╭─ ENTRIES

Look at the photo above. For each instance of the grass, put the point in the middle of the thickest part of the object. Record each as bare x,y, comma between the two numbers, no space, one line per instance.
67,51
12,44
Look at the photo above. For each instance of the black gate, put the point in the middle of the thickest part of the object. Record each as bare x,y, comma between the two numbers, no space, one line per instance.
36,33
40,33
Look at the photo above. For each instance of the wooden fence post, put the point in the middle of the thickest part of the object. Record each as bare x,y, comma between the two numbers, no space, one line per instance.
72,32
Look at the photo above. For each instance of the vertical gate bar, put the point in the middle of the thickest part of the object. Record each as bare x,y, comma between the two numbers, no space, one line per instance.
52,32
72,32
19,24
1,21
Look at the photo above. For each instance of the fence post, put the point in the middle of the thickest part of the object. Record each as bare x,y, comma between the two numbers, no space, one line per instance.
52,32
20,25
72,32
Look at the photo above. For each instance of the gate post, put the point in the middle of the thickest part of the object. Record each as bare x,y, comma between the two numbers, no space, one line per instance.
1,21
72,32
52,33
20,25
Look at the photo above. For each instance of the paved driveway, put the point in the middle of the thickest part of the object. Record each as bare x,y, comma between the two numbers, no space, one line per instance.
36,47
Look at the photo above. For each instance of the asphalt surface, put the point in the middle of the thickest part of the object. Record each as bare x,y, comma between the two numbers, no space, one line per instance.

╰─

Print the rows again, unchanged, from the line containing "Look at the photo above. For each instance of the fence" through the final line of the rows, including both of those lines.

Look at the photo above. For each instance of the fence post, put the point in the middle of the thickest part of the object. Record each as bare x,y, comma between the two numbers, no space, one line per instance.
52,32
20,25
72,32
Look at the photo above. For each instance of the gate post, put the point in the middle of the thickest part of the object. Record each as bare x,y, comma between the two numbers, no space, one line per instance.
1,21
72,32
52,33
20,25
Look at the photo above. For each instance of the paved driveway, put the point in the middle of the thickest part of the object. Record each as bare x,y, comma between the two numbers, no space, one line per instance.
36,47
Look at the photo above. For each instance of the asphalt surface, put the point in the middle of the thickest part of the object. Record each as bare x,y, comma between the two numbers, no space, one line per instance.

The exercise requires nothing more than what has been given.